**Material shown:**

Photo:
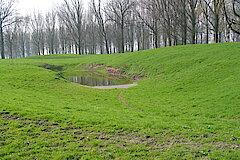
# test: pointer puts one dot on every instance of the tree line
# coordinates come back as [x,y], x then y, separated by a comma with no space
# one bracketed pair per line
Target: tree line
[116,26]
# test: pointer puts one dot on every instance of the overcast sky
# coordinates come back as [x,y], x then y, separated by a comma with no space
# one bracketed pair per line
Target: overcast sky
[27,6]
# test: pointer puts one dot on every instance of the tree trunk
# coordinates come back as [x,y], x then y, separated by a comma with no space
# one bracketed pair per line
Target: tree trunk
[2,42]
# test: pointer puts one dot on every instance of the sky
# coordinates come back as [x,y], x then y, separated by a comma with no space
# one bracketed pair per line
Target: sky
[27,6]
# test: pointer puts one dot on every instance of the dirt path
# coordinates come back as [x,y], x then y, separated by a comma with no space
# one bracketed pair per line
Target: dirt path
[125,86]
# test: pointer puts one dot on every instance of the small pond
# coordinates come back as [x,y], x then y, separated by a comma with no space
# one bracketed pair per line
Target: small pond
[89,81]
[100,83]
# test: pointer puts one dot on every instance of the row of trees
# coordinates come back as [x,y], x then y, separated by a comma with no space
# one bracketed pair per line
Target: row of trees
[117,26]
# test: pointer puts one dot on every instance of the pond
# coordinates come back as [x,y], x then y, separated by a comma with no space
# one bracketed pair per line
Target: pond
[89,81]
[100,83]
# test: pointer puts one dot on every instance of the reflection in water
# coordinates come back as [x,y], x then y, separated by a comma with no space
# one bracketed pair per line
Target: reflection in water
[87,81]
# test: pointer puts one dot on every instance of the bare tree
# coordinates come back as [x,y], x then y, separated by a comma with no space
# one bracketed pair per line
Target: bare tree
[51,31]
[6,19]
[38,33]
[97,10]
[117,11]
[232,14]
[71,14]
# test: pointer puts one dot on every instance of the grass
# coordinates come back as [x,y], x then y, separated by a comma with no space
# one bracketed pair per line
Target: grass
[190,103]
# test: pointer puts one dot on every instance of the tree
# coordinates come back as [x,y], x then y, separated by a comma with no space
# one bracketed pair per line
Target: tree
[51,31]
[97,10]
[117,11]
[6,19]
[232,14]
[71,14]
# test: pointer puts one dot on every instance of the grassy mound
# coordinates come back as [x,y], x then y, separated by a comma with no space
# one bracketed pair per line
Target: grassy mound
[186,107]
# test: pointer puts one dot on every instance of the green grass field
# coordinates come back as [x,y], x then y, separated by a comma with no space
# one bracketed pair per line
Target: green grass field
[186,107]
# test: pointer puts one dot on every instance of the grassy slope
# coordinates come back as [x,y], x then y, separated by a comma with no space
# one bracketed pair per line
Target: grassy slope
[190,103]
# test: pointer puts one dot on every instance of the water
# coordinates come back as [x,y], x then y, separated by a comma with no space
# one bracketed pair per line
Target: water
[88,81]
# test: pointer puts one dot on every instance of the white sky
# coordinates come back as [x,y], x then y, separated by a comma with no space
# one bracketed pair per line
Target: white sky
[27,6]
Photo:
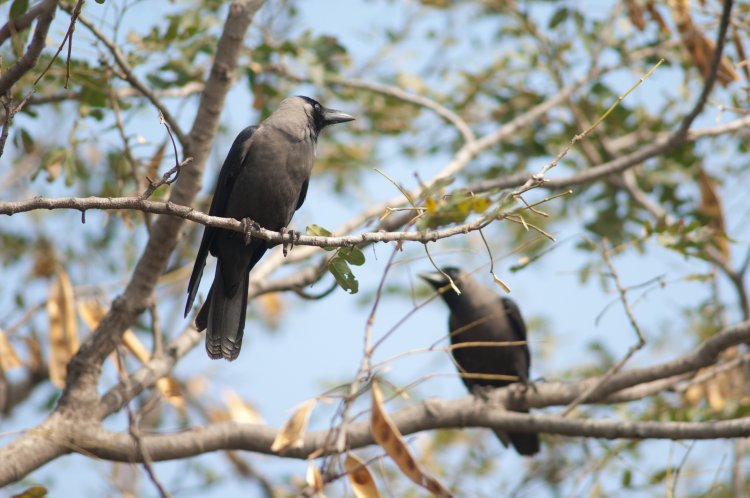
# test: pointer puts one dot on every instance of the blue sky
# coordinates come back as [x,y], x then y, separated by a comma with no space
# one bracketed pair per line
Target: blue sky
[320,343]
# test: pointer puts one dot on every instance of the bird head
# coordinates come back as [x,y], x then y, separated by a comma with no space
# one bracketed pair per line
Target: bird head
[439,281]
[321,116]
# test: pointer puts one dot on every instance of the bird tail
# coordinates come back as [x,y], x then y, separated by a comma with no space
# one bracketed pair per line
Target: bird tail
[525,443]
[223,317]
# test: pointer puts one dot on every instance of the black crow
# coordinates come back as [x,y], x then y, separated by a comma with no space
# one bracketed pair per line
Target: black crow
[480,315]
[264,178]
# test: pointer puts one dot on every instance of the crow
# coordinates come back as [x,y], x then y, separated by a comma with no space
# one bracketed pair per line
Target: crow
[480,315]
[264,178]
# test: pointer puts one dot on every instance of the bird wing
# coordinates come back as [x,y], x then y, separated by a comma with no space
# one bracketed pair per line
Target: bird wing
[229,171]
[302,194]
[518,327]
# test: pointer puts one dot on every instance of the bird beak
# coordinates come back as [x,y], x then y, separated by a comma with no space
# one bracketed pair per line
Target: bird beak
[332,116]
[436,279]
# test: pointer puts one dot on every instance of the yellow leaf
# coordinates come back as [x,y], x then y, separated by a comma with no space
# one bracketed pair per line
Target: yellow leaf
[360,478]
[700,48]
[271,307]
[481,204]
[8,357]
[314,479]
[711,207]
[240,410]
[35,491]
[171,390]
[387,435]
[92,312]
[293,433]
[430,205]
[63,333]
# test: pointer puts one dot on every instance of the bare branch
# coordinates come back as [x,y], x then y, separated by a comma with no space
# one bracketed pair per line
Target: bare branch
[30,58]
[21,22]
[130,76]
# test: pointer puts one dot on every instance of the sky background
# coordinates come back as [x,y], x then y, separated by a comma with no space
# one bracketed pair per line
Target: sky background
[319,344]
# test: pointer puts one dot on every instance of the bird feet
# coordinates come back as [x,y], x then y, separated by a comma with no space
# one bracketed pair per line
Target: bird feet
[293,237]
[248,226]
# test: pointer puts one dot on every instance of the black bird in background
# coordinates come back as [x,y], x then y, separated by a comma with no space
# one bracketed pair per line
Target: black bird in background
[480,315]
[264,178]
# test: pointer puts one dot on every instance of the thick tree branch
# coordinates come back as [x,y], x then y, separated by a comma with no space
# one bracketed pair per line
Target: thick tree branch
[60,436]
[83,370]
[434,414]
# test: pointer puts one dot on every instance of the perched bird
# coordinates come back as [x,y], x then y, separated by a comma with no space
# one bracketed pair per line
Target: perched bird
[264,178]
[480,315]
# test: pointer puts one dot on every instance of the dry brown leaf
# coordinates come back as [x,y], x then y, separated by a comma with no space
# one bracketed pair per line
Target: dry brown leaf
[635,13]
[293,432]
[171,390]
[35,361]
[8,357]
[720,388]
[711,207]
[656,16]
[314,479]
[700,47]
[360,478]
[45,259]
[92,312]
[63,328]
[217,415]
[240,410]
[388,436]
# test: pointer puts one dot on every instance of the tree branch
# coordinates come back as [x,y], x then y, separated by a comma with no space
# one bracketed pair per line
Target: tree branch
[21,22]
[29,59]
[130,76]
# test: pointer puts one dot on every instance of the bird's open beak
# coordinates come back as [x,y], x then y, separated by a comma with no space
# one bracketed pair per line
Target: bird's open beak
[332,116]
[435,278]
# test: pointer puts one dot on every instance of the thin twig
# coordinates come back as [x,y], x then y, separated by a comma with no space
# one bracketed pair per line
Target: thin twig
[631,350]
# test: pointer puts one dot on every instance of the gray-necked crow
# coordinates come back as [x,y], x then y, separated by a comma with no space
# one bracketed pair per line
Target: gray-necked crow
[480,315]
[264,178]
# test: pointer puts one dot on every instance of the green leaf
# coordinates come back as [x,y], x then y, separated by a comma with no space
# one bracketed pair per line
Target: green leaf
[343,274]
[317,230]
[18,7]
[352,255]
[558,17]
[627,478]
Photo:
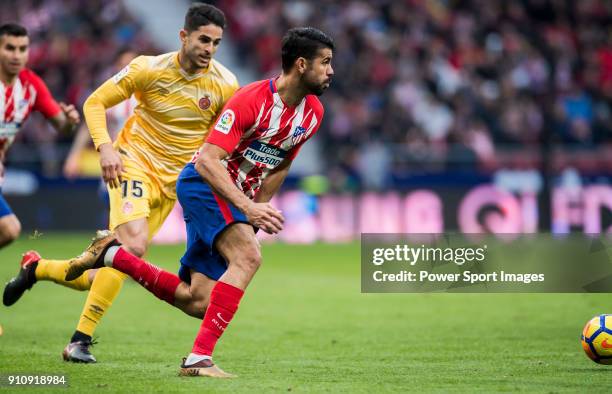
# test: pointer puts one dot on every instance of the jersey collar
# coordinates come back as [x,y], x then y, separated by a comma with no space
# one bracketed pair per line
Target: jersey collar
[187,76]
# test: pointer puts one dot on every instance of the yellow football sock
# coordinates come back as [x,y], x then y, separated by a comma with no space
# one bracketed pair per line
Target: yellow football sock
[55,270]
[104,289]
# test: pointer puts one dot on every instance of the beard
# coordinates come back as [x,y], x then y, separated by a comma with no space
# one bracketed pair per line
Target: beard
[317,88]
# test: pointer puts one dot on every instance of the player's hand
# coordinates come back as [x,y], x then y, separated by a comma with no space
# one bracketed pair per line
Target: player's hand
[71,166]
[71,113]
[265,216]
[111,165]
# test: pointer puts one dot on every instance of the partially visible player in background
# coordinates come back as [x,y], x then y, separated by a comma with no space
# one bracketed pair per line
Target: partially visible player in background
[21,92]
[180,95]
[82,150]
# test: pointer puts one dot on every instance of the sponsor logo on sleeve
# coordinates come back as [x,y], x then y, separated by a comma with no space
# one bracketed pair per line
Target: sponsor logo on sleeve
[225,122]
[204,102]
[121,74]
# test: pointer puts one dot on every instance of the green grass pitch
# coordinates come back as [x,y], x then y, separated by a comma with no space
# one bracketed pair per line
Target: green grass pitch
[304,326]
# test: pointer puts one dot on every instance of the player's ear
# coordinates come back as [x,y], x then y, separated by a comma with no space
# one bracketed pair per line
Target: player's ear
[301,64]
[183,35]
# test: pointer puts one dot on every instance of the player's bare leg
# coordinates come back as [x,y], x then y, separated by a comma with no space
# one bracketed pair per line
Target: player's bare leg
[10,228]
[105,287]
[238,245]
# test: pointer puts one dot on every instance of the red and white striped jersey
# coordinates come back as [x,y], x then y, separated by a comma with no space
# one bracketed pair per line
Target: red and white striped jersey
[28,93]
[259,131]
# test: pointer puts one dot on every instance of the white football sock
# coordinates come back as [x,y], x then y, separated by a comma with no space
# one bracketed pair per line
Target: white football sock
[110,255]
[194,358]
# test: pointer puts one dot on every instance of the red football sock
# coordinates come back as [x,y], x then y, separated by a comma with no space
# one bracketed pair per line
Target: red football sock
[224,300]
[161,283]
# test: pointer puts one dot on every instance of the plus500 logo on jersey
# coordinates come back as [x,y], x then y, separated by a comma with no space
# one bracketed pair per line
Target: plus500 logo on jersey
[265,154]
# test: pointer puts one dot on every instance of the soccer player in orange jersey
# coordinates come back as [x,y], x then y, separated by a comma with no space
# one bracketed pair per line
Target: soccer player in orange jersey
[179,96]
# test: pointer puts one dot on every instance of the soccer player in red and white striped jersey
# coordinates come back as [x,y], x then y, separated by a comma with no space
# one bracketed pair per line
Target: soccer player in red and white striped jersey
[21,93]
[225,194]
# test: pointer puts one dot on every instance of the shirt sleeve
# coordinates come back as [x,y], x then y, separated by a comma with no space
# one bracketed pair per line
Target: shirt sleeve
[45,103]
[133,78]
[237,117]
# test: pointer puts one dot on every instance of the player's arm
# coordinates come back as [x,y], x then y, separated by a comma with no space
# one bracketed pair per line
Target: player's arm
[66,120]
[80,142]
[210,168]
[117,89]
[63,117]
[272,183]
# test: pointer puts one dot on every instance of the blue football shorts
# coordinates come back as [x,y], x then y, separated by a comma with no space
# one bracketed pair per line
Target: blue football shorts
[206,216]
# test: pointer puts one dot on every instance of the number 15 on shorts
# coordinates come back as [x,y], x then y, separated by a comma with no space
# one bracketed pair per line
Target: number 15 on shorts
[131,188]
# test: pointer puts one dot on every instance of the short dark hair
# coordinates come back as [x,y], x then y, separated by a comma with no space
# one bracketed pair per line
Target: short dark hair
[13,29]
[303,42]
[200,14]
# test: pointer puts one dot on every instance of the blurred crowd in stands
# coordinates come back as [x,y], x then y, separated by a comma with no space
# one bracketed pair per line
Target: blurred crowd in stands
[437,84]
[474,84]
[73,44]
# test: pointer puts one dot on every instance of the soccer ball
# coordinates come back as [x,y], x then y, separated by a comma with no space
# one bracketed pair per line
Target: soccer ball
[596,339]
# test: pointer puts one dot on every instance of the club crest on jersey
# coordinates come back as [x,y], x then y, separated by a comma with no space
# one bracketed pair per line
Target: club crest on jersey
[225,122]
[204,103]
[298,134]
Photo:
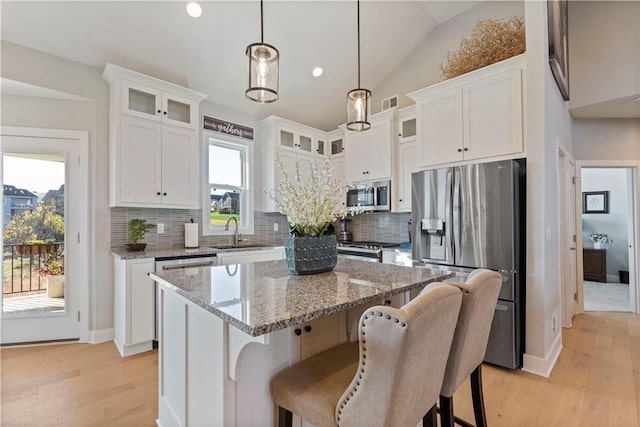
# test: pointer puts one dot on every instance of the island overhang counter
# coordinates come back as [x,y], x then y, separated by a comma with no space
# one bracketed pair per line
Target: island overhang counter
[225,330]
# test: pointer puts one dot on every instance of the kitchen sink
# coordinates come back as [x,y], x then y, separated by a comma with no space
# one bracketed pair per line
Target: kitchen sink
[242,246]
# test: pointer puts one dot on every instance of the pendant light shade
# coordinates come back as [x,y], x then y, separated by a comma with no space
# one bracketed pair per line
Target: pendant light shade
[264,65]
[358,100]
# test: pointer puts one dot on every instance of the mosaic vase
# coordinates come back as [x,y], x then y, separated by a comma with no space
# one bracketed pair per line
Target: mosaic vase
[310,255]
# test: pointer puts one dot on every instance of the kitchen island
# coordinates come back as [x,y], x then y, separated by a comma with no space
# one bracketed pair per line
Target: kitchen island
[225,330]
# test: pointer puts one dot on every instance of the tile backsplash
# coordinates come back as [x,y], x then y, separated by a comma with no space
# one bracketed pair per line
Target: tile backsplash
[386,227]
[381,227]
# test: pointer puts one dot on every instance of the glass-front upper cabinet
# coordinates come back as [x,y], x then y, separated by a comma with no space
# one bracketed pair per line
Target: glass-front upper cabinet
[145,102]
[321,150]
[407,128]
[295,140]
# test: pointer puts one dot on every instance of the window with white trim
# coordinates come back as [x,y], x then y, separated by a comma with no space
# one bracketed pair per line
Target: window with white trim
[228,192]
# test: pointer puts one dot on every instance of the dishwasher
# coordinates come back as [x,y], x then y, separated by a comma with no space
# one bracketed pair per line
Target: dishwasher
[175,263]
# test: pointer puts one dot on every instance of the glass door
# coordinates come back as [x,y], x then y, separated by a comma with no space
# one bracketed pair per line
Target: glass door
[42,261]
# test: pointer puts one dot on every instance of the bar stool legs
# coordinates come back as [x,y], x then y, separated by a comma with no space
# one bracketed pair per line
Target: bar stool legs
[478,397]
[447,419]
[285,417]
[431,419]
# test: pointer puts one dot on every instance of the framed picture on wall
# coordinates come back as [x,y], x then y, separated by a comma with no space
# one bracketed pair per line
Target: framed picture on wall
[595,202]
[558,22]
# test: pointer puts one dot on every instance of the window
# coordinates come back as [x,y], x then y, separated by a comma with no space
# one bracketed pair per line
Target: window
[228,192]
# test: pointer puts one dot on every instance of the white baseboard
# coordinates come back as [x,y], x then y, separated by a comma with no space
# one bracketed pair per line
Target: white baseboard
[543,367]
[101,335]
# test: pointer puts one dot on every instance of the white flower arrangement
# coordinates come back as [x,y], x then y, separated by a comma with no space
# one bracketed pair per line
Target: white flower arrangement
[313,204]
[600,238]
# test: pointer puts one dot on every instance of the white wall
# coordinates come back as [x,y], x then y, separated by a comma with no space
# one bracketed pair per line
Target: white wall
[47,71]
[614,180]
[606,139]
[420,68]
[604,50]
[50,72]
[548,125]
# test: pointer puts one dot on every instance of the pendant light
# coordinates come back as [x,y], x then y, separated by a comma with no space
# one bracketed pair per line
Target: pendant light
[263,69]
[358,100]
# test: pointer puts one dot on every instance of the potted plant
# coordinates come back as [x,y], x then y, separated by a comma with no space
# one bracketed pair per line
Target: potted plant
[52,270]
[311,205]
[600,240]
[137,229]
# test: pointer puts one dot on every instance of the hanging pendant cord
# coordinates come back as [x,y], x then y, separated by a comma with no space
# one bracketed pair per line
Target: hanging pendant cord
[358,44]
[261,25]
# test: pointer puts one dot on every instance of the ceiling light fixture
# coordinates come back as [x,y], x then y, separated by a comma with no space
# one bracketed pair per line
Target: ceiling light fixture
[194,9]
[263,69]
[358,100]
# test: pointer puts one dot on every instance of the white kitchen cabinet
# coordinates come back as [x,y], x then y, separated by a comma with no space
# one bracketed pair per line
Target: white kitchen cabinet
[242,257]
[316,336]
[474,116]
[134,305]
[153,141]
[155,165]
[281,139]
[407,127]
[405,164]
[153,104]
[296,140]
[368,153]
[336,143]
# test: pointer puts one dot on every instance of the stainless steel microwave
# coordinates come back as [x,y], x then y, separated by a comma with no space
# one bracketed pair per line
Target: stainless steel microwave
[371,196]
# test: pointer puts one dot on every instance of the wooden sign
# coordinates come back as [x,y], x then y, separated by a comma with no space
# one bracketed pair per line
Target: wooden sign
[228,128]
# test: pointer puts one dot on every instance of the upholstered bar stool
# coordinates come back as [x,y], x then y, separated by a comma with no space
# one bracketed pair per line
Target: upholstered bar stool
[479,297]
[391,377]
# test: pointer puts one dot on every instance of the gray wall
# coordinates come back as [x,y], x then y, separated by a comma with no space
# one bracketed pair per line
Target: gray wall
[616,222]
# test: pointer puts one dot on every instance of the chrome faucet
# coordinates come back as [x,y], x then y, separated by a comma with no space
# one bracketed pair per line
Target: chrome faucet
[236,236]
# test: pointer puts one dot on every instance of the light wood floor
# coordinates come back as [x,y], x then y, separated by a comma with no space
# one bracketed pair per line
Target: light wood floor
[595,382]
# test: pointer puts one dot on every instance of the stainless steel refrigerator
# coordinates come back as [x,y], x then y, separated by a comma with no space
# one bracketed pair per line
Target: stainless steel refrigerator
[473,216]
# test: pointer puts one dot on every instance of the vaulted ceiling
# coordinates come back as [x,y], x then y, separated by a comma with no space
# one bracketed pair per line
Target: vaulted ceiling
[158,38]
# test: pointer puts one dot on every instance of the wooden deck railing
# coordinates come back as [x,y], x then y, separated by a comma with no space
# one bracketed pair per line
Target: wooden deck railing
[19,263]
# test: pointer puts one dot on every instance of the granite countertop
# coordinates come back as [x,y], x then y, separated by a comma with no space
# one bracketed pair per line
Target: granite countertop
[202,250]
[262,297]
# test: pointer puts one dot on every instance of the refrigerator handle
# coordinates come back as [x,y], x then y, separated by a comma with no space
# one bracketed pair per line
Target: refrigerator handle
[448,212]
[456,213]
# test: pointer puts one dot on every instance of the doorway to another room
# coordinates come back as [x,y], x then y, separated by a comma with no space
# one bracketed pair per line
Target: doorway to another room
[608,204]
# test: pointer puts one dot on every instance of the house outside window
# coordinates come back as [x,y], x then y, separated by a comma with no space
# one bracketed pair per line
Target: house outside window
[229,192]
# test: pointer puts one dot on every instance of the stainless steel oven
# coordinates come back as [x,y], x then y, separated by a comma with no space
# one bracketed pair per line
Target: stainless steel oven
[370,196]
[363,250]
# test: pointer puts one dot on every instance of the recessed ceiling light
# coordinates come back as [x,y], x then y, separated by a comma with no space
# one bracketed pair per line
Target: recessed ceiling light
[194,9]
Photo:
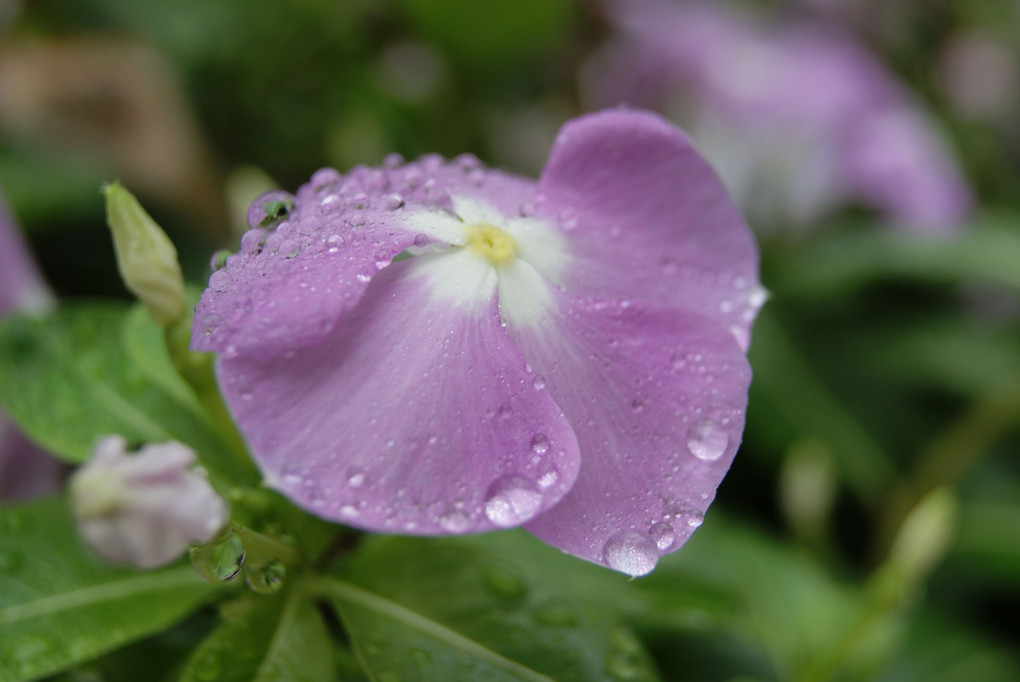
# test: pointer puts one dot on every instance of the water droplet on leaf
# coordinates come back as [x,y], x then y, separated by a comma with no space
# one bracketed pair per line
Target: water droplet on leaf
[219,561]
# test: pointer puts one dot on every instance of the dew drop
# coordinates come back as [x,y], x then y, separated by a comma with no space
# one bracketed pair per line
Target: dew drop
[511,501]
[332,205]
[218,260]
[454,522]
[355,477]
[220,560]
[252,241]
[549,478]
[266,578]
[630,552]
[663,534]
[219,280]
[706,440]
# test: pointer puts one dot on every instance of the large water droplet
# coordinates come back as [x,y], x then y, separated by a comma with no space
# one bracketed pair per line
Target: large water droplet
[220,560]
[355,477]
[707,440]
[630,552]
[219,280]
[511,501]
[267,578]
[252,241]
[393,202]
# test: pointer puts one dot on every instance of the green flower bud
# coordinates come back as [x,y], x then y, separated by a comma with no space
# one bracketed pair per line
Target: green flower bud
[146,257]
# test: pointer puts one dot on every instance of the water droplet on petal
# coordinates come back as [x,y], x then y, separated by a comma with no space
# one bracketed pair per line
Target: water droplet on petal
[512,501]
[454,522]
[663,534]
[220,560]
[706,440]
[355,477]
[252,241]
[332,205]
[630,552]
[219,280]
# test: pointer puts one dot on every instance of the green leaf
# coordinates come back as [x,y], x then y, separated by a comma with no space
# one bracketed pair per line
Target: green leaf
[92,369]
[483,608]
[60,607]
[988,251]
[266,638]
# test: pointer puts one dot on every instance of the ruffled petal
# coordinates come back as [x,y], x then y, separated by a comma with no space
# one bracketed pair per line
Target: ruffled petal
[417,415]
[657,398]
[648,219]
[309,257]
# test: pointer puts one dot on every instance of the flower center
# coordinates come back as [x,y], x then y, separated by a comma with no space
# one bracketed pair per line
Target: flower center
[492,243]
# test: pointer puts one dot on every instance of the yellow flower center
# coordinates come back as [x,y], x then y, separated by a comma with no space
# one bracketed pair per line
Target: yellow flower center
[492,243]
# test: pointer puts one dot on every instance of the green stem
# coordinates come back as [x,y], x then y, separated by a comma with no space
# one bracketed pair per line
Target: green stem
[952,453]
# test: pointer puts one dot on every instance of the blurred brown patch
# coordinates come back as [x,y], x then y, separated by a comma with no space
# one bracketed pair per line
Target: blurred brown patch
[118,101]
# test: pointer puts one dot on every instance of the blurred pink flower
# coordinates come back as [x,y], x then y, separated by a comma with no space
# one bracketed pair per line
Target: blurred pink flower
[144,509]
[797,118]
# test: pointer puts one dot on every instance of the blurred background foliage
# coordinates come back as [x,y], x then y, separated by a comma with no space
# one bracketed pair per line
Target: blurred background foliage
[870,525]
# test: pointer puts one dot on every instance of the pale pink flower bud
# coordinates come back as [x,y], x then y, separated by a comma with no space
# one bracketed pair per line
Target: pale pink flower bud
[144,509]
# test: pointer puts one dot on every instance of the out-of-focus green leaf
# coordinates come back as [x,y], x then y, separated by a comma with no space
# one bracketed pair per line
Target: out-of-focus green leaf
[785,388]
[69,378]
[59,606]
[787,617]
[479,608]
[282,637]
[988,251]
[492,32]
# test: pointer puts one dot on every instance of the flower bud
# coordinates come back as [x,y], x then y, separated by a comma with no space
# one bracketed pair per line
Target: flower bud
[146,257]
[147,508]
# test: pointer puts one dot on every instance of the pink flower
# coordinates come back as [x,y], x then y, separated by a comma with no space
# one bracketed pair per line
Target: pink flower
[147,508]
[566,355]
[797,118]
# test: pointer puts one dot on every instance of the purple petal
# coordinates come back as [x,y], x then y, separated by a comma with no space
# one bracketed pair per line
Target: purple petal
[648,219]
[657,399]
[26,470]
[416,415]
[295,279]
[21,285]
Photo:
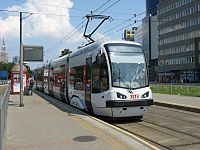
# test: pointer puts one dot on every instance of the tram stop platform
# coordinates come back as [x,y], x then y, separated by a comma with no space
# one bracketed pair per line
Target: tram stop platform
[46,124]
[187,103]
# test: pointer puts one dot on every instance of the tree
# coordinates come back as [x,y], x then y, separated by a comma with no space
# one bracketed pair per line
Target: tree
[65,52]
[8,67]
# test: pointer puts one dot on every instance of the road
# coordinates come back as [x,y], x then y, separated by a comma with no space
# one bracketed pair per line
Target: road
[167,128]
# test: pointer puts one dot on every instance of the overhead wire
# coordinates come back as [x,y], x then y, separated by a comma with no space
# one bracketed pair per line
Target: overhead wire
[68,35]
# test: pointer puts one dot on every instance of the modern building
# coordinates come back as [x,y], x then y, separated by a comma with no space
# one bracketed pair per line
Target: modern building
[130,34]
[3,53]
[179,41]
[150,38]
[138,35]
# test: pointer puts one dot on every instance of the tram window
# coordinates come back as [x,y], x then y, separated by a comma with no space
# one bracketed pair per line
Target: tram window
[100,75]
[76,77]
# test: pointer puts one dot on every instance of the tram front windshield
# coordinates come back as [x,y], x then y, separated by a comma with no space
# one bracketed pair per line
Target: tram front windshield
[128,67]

**Problem description:**
Go back to the data above and please quote exactly, and only, the lines from the line with "the overhead wire" through its last line.

**Full answer:**
# test: pointer puts one dot on every instance of the overhead wire
# coordinates come back as [x,y], x then y, separated by a comma with no space
# one bracketed pair per line
Target: overhead wire
[68,35]
# test: pointer puts one dot on every instance of the modern building
# coordinates come back as [x,y], x then y, separated by a comma with no space
# one bracketed pair per line
Target: modern building
[130,34]
[3,53]
[179,41]
[150,38]
[138,35]
# test: pointer puts one dot on every instance of the tram window
# coordinates come back as [x,y], x then y, separated by a comma with no space
# one bracketed pair per line
Target: tram window
[100,75]
[76,77]
# test: pointer puts one dot on every instance of the tram front windshield
# coordinates come back as [x,y], x then y, separated by a comma with no space
# one bracketed pair per line
Target: tram front windshield
[128,67]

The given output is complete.